Job: Write out each of the records below word for word, without changing anything.

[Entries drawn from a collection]
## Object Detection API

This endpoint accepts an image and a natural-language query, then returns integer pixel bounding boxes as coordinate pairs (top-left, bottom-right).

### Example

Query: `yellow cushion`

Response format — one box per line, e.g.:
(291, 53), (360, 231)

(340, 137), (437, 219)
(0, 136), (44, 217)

Final result:
## Object Detection API

This endpoint accepts an image and a natural-language query, then returns integer pixel bounding boxes as coordinate pairs (top-left, bottom-right).

### Example

Query: `yellow cushion`

Response format — one box per line, e.g.:
(291, 53), (360, 231)

(340, 137), (437, 219)
(0, 136), (44, 217)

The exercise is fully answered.